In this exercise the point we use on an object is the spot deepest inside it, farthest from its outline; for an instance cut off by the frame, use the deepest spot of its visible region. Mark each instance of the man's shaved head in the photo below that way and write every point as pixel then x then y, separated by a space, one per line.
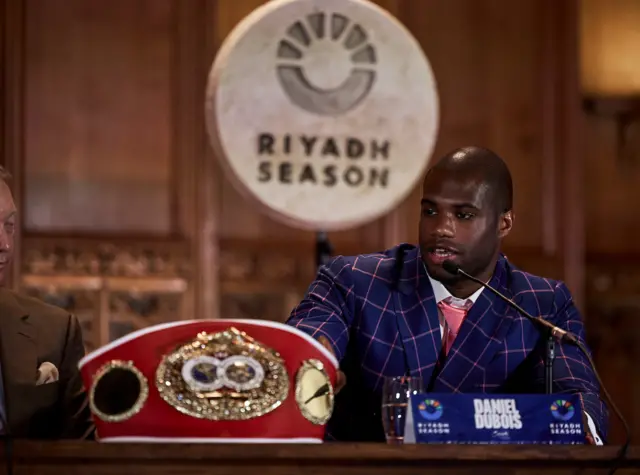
pixel 466 212
pixel 487 166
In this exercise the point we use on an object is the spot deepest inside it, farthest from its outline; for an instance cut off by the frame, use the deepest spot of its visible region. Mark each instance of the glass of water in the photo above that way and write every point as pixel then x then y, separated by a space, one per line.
pixel 395 398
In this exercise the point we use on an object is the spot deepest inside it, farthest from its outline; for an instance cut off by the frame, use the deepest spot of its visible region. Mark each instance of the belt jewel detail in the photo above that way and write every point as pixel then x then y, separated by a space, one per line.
pixel 225 376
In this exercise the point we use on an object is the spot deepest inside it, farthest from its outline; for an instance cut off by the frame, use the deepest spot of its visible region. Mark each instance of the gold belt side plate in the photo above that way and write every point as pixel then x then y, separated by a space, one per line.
pixel 225 376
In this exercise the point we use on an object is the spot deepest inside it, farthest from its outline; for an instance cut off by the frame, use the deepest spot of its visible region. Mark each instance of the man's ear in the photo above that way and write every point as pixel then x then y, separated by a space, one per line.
pixel 506 223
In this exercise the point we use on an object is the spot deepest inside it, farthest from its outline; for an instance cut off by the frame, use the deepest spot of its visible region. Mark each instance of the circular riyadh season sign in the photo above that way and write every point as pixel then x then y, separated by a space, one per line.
pixel 324 111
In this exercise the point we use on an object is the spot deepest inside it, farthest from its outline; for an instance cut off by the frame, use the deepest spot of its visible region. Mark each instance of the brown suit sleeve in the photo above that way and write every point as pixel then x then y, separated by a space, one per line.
pixel 76 421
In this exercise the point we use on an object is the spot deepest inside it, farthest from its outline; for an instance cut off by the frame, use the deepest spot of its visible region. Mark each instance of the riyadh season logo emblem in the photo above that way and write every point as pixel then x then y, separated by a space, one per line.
pixel 562 410
pixel 326 64
pixel 430 409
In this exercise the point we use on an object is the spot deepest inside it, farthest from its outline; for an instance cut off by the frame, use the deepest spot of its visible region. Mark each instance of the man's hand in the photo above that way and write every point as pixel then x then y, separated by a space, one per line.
pixel 341 378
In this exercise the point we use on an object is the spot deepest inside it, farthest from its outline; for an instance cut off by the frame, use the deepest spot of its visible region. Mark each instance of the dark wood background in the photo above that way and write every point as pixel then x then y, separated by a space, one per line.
pixel 127 220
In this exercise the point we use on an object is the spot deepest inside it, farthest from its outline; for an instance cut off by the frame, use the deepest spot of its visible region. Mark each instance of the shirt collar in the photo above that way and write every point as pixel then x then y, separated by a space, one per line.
pixel 441 293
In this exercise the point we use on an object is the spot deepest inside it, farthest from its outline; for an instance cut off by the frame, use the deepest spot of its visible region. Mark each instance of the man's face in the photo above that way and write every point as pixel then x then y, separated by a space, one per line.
pixel 460 222
pixel 7 230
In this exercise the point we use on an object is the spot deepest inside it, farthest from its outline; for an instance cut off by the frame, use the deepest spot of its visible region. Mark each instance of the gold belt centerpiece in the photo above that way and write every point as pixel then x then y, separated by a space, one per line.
pixel 225 376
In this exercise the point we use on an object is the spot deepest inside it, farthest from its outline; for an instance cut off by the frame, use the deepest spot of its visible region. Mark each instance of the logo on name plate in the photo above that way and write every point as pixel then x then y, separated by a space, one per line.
pixel 430 409
pixel 562 410
pixel 323 112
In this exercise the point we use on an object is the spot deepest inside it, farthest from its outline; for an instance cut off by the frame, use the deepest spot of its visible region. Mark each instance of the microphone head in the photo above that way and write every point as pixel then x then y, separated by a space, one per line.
pixel 451 267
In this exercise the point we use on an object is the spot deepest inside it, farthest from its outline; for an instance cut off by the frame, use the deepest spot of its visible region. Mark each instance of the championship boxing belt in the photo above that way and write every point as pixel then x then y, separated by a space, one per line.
pixel 211 381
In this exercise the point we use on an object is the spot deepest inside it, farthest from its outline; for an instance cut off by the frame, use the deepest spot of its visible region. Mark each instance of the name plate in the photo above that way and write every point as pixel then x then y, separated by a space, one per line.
pixel 498 419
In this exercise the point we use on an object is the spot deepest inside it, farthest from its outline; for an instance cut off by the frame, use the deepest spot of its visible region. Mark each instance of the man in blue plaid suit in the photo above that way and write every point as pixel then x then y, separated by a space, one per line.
pixel 382 315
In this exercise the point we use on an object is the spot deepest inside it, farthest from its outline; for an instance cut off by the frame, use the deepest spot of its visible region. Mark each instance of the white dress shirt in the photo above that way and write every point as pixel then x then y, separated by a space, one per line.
pixel 440 292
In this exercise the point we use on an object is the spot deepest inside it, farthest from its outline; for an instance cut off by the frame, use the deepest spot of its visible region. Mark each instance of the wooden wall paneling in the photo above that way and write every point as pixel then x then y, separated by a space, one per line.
pixel 12 118
pixel 98 152
pixel 571 149
pixel 200 181
pixel 137 71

Direction: Set down all of the data above again, word for word, and leave the pictures out.

Solution to this problem:
In this exercise the point we use on an object is the spot deepest inside it, farthest from its outline; for an instance cut off by the frame, use the deepest spot of its visible region. Mark each instance of the man's shaved head in the photo below that way and write every point as pixel then x then y, separated by a space, one per line.
pixel 466 212
pixel 487 166
In this exercise the point we use on an object is the spot deepest inside it, farthest from its outline; for an instance cut off by the frame, use the deepest spot of its visible region. Mark each instance of the glass of water in the photo above that way and write every point as pixel then x then y, separated by a space, one per line.
pixel 395 398
In this exercise the point we use on an object is the spot deepest inside it, farthest from its outline; for an instance cut off by the frame, use the deepest spot of its visible region. Mark each instance of the belt jewel detail in the photo above that way and write every point as pixel then x then y, separated by a space, one per line.
pixel 225 376
In this exercise the point we use on an object is the spot deepest inside it, farthest from its outline; for an instance cut off by the frame, use the deepest spot of its visible region. Mark each instance of the gold belt side plate in the photo above that way and write every point as pixel then x then y, separated by a space, one per line.
pixel 225 376
In this exercise the point we use on an object is the spot deepest inside it, farthest from its outline; for an instance cut off by the frame, use the deepest spot of its visible region. Mark each instance of the man's ear in the photo above that way and write every point as pixel then x then y, separated by a space, one per line.
pixel 506 223
In this exercise the point we use on an object is the spot deepest inside it, farthest from its outline; for an instance cut off by the frame, use the deepest spot of its visible region. Mark each instance of the circular riyadh season sign in the photo above that way and write every point as pixel then x then y, separated by a space, one per line.
pixel 324 111
In this exercise the point we use on an object is the spot deepest inside it, farthest from its outline; for an instance cut off by the frame, use the deepest spot of its visible region. Mark each instance of the brown suit sleeve in the photo above that way and write every point as pixel then x then y, separated by a space, one per line.
pixel 76 421
In this exercise the point we use on an object is the spot deepest inside it, farthest from its outline; for an instance cut off by the frame, use the deepest spot of its visible region. Mark each instance of the riyadh season logo emblem in the photo above that way and write every point as pixel then x then y, separated by a space, one per line.
pixel 562 410
pixel 326 64
pixel 430 409
In this exercise the point we use on an object is the spot deepest inside it, farthest from its outline; for an instance cut off by the frame, use the deepest spot of its visible region. Mark each instance of the man's hand in the photo above that way and write every point as pixel then x then y, separated by a space, one per line.
pixel 341 378
In this exercise the point we use on an object is the spot deepest inside it, farthest from its outline; for an instance cut off by the frame, use the deepest spot of its visible region. Mark each instance of the dark wood background in the photo above that way and write every point as pixel then x then y, separated by a space, one per line.
pixel 127 220
In this exercise the point we use on an object is the spot deepest inside it, farthest from its outline; for an instance cut off by the frame, use the deepest spot of its visible region. Mark each instance of the shirt collar in the photo above that way and write every point as pixel then x then y, separated by a space, one per line.
pixel 441 293
In this exercise the point we use on an object is the spot deepest inside it, farthest from its outline; for an instance cut off by the frame, use the deepest spot of its visible region. Mark each instance of the man's face in the photo above that way and write every point as pixel then x then y, separated by a space, one per line.
pixel 460 222
pixel 7 230
In this exercise the point we use on an object is the spot deepest inside it, farthest from its outline; for an instance cut off by the frame, use the deepest spot of its visible region. Mark each instance of the gold belt centerpiece in the photo above that way and write every point as pixel then x then y, separated by a space, one per line.
pixel 225 376
In this exercise the point we use on an object is the spot deepest inside it, farthest from its outline; for an instance cut off by the frame, use the deepest spot of its visible region. Mark each instance of the logo on name plate in the photo above that way and write every point as pixel then x then y, separated by a space, one per line.
pixel 430 409
pixel 562 410
pixel 323 112
In this exercise the point we use on an object is the spot deepest inside it, farthest from its outline; for an instance cut off by the frame, use the deepest spot of its visible region. Mark each instance of the microphone head in the photo above that way and write every point as pixel then x then y, separated by a space, one per line.
pixel 451 267
In this exercise the point we use on an object is the spot deepest inside it, farthest from its outline; for an instance cut off by the frame, use the deepest spot of its visible region. Mark each instance of the championship boxing belt in the photo above that way and write every point as pixel then x then y, separated by a space, one per line.
pixel 211 381
In this exercise the point we use on an object is the spot deepest inside it, farthest from its outline; for an instance cut off by the frame, use the deepest spot of its visible region. Mark each instance of the name plate in the photo above that way and write every point as pixel then x then y, separated by a space, one per line.
pixel 498 419
In this exercise the point we use on an object is the spot deepest inside it, farthest from its outline; for an instance cut off by the frame, use the deepest spot of its visible region. Mark each instance of the man in blue plaid suit in the photo above that way and write every point as pixel then x then y, separated by a space, one per line.
pixel 382 315
In this exercise the point we use on an object is the spot deepest inside it, farthest from its outline; for an instance cut off by the frame, use the deepest spot of its visible region. Mark each instance of the white dress shirt in the photo above that way and write every point as pixel then x then y, separated by a space, one per line.
pixel 440 292
In this exercise the point we use on an object is the spot deepest inside it, farthest from its outline; for an instance cut off by the frame, use the deepest spot of its visible region. Mark each instance of the wooden wall paneling in the photo above that way and write every point as pixel then x then y, separated by a space, one per line.
pixel 12 118
pixel 98 152
pixel 571 149
pixel 200 181
pixel 137 71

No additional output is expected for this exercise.